■ 任务说明 A
请把记录从第一行起，一直到含有“[361,182,383,221]”的那一行为止（首尾两行都算在内），整理成一个JSON字符串列表，每行对应一个字符串，空行不要收入。答案里不要放图片。

==== 待读文本

题意:

给出机器人移动的向量, 计算包围区域的内部整点, 边上整点, 面积.

思路:

面积是用三角剖分, 边上整点与GCD有关, 内部整点套用Pick定理.

S = I + E / 2 - 1

I 为内整点数, E为边界整点数, S为面积.

Separate the three numbers by two single blanks.....好吧, 理解成中间空两格PE一次> <

#include <cstdio>

#include <cstring>

#include <cmath>

using namespace std;

const int MAXN = 105;

int n;

int GCD(int a, int b)

{

    return !b?a:GCD(b,a%b);

}

struct point

{

    int x,y;

}p[MAXN];

int det(int i, int j)

{

    return p[i].x*p[j].y - p[j].x*p[i].y;

}

double CalS()

{

    double ret = 0;

    for(int i=0;i<n;i++)

    {

        ret += det(i, i+1);

    }

    return fabs(ret/2.0);

}

int CalE()

{

    int ans = n;

    for(int i=0;i<n;i++)

    {

        int dx = (int)abs((double)(p[i].x - p[i+1].x));

        int dy = (int)abs((double)(p[i].y - p[i+1].y));

        if(!dx)

        {

            if(!dy) continue;

            ans += dy - 1;

            continue;

        }

        if(!dx)

========

■ 任务说明 B
请接着这篇用Pick定理计算整点数和面积的题解往下写，从它停住的地方继续。

==== 输入记录

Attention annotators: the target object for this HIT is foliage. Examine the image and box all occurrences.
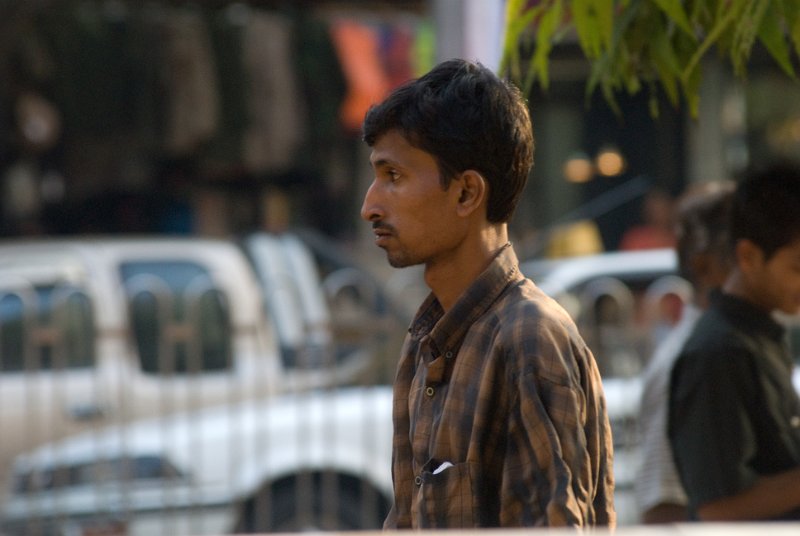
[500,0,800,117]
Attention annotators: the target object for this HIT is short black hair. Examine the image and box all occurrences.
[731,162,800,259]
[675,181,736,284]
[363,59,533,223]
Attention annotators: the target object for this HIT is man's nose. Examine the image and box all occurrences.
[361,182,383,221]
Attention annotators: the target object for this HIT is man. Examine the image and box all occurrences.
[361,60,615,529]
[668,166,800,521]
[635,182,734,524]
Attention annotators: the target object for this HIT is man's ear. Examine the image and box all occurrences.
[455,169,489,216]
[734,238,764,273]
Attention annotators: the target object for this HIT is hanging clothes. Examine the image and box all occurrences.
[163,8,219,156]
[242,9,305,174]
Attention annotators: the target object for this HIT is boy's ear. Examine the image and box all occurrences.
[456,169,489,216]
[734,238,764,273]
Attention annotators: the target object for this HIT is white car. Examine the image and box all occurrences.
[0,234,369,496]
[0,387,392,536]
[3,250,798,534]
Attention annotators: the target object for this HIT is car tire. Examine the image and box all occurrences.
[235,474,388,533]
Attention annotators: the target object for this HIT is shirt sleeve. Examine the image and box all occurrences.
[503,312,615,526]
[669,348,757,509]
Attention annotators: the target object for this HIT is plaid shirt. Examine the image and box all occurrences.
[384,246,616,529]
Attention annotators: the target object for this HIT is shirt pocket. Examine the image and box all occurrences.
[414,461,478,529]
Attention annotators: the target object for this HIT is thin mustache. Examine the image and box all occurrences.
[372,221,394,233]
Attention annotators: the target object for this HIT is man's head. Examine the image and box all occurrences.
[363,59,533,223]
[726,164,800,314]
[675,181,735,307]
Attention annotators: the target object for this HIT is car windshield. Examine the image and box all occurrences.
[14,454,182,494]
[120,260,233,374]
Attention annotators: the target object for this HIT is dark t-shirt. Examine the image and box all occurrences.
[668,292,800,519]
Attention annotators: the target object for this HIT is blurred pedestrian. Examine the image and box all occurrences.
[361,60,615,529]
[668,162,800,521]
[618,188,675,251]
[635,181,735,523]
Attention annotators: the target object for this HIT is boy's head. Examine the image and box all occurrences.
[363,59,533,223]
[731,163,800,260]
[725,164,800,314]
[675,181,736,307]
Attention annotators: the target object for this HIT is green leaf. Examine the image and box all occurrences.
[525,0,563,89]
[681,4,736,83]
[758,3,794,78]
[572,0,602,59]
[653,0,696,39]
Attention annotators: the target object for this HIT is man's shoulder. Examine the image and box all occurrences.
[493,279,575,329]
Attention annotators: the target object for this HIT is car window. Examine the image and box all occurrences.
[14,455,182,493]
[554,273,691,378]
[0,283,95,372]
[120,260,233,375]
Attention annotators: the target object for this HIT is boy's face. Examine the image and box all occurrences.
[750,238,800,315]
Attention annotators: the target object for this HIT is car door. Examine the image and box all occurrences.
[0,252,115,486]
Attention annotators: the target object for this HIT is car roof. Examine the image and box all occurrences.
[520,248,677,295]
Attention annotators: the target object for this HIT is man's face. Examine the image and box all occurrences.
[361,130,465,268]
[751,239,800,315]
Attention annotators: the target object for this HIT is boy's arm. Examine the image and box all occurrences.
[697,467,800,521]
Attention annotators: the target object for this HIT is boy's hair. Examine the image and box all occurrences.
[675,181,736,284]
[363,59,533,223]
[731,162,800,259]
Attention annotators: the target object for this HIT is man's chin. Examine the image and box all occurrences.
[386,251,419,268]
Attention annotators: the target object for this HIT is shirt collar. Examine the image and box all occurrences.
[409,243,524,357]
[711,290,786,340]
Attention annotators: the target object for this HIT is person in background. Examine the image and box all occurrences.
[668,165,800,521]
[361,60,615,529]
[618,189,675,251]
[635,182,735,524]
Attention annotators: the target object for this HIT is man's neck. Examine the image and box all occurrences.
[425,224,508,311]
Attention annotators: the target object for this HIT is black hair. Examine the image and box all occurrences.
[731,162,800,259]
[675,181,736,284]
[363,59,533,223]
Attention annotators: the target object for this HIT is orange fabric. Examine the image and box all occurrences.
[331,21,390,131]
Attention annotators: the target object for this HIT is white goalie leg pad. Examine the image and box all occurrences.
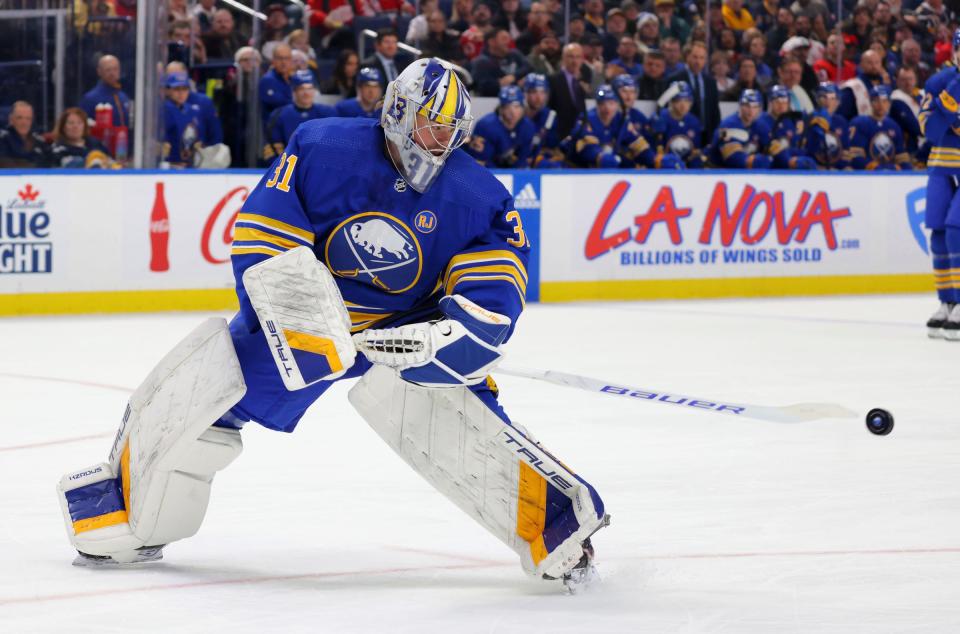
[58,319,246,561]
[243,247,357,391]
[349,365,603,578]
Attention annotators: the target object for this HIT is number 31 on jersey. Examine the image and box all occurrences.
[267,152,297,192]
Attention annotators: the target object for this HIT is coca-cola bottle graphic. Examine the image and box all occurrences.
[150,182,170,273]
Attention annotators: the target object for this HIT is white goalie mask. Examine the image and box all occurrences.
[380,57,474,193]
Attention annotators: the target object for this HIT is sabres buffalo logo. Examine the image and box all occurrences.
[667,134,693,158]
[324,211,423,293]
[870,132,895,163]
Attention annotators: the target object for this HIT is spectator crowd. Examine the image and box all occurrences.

========

■ 最终答案 A
[
  "Attention annotators: the target object for this HIT is foliage. Examine the image and box all occurrences.",
  "[500,0,800,117]",
  "Attention annotators: the target object for this HIT is short black hair. Examine the image and box all occurrences.",
  "[731,162,800,259]",
  "[675,181,736,284]",
  "[363,59,533,223]",
  "Attention annotators: the target object for this HIT is man's nose. Examine the image and box all occurrences.",
  "[361,182,383,221]"
]

■ 最终答案 B
        {

            ans += dx - 1;

            continue;

        }

        ans += GCD(dx, dy) - 1;

    }

    return ans;

}

int main()

{

    int T;

    scanf("%d",&T);

    for(int k=1;k<=T;k++)

    {

        scanf("%d",&n);

        p[0].x = p[0].y = 0;

        for(int i=1;i<=n;i++)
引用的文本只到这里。